------ THE DATA

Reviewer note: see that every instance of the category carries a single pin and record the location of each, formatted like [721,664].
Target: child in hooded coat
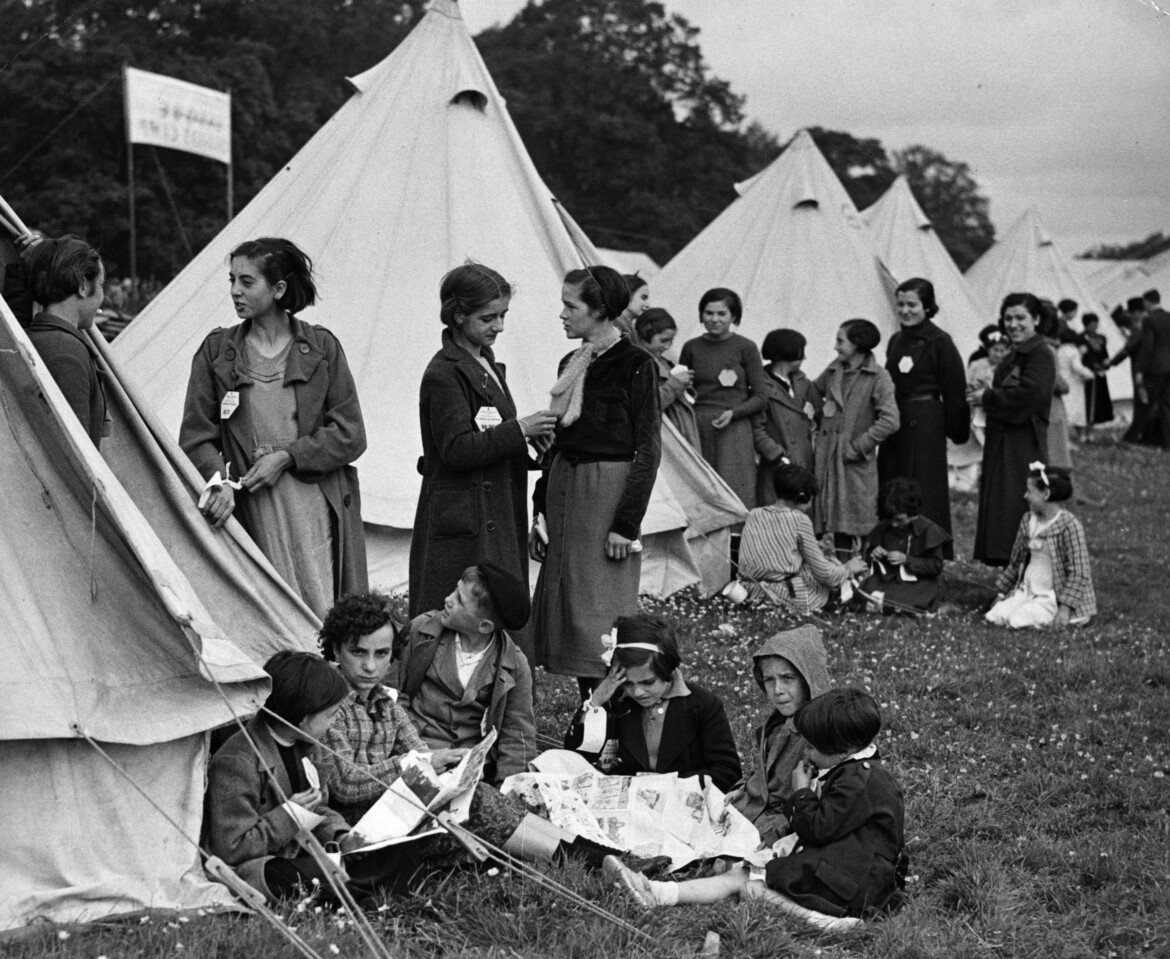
[791,668]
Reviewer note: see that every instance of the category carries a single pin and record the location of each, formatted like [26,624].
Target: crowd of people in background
[845,476]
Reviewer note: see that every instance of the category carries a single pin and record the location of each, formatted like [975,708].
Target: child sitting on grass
[780,559]
[1048,571]
[645,717]
[904,552]
[460,674]
[790,668]
[847,818]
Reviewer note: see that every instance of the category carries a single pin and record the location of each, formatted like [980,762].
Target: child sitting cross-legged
[1048,571]
[848,821]
[645,717]
[790,668]
[779,557]
[904,552]
[460,674]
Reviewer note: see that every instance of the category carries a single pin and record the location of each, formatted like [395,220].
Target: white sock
[665,894]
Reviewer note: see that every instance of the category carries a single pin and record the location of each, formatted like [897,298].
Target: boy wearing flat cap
[461,674]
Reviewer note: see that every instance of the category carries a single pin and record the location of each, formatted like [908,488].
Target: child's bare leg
[713,889]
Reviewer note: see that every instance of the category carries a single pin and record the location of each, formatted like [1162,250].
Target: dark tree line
[621,114]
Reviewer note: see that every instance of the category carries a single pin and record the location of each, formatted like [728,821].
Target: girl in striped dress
[779,557]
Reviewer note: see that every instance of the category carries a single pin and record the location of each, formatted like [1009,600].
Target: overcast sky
[1059,103]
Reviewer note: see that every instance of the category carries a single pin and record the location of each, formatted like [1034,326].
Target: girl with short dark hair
[730,391]
[67,276]
[597,480]
[272,404]
[473,502]
[645,717]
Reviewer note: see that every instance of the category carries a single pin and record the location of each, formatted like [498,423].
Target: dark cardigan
[620,421]
[696,738]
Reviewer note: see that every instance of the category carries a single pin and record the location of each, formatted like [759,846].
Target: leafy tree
[284,62]
[950,197]
[945,190]
[624,118]
[1135,249]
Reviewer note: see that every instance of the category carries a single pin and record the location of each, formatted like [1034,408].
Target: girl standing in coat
[272,404]
[930,387]
[473,504]
[645,718]
[1017,405]
[784,428]
[597,480]
[729,380]
[859,412]
[68,277]
[656,331]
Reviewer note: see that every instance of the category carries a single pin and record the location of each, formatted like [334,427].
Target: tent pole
[130,184]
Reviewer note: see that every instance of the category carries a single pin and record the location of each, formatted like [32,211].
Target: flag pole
[130,180]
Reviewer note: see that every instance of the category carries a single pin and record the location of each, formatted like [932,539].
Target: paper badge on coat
[488,416]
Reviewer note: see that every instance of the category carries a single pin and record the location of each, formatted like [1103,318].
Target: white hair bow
[608,643]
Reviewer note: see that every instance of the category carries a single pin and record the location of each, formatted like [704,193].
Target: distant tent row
[420,171]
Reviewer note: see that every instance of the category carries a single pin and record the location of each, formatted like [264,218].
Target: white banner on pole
[165,111]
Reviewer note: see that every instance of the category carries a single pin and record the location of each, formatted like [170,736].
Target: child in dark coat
[848,823]
[645,717]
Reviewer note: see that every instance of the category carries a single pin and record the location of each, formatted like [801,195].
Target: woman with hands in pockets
[475,460]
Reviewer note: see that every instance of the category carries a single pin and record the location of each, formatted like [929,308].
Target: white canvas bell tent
[1026,260]
[908,246]
[103,634]
[795,249]
[1131,278]
[419,171]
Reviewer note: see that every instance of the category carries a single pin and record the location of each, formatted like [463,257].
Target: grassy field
[1034,767]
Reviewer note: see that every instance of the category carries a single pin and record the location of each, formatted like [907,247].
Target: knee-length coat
[1017,404]
[473,503]
[330,429]
[858,413]
[930,387]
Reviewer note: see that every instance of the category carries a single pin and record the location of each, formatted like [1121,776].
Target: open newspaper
[400,813]
[653,814]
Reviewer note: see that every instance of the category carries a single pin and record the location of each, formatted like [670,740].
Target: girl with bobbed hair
[67,276]
[930,388]
[730,391]
[644,717]
[656,331]
[473,503]
[1017,406]
[596,482]
[859,412]
[639,303]
[273,407]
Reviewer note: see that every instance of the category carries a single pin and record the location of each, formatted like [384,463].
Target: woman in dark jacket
[930,387]
[597,481]
[473,502]
[272,404]
[645,718]
[1017,406]
[68,277]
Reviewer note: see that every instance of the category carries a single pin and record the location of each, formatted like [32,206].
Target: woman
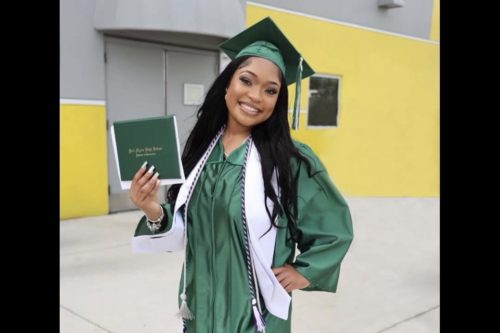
[252,194]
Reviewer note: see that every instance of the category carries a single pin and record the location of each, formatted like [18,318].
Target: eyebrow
[250,72]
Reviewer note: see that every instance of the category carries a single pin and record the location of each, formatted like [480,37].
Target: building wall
[83,173]
[83,166]
[435,21]
[386,143]
[387,140]
[413,19]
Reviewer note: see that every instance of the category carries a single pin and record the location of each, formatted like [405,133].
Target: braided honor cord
[259,321]
[184,311]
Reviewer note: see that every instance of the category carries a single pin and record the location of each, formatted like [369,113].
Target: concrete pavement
[389,281]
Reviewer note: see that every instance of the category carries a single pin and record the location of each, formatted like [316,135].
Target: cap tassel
[259,321]
[184,311]
[296,104]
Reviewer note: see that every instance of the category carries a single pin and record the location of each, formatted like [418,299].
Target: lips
[249,109]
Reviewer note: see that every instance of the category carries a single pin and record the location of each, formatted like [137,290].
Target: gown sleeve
[325,228]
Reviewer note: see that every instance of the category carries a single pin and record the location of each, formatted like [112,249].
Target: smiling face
[252,93]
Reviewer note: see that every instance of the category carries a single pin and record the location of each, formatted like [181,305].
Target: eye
[245,81]
[271,91]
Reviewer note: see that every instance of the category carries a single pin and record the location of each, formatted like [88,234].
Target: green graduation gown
[217,283]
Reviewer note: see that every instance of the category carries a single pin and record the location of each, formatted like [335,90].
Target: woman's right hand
[143,192]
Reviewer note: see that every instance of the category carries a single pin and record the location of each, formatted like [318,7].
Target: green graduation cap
[264,39]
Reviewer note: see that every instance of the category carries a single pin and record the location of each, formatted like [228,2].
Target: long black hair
[272,140]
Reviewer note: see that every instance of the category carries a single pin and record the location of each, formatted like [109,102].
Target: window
[323,101]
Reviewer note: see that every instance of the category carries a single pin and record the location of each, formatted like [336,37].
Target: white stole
[275,296]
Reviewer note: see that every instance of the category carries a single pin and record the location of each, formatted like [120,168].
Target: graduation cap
[264,39]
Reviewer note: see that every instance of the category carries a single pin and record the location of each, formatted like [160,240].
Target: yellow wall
[435,21]
[83,162]
[387,140]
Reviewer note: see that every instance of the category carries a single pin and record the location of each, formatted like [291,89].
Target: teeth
[248,108]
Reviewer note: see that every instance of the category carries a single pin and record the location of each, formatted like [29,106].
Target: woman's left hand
[289,278]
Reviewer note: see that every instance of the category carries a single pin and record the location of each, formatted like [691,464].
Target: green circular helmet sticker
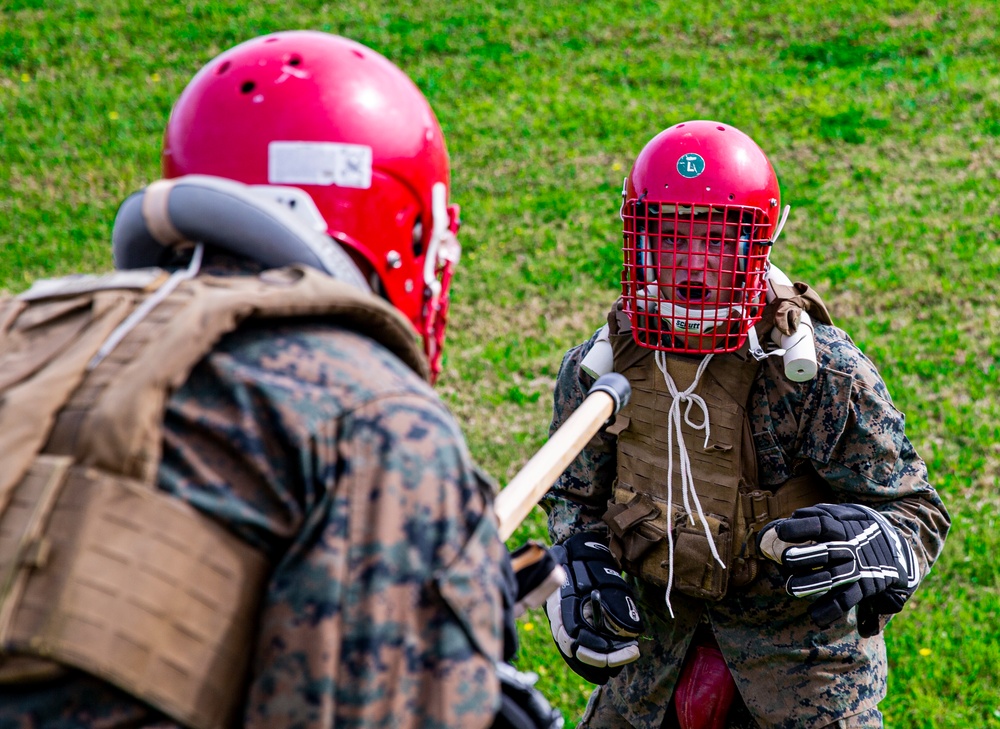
[690,165]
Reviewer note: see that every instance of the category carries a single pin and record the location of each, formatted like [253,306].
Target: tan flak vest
[724,472]
[99,570]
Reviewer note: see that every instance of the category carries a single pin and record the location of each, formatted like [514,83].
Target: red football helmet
[309,111]
[700,211]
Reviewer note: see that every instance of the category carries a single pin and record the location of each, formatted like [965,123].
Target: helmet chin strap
[680,318]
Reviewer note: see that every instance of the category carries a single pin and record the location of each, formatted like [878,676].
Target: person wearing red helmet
[234,497]
[767,509]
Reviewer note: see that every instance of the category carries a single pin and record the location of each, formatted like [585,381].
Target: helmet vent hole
[418,239]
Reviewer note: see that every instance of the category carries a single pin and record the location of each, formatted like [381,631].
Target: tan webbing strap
[39,380]
[761,507]
[137,588]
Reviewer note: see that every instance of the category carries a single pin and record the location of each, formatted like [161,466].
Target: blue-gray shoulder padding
[226,214]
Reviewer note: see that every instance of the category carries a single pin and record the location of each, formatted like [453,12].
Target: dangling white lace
[688,493]
[142,311]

------------

**OBJECTIVE**. Copy out word for word everything from the line containing "formatted like [381,631]." down to the end of the items, including both of those lines.

**FINAL RESULT**.
Reviewer note: see that every instance of the category carries a single pin and record the location of each, formatted like [381,631].
Target: tan webbing strap
[39,380]
[761,507]
[137,588]
Reviewer note: see that every instance of the category carries a single pin and record the location of each, formatted like [161,466].
Target: blue-gray shoulder padding
[226,214]
Reviewer note: see that every instance of the category carries a single pin and record the location of each, formatted like [453,12].
Target: dangling white lace
[688,493]
[142,311]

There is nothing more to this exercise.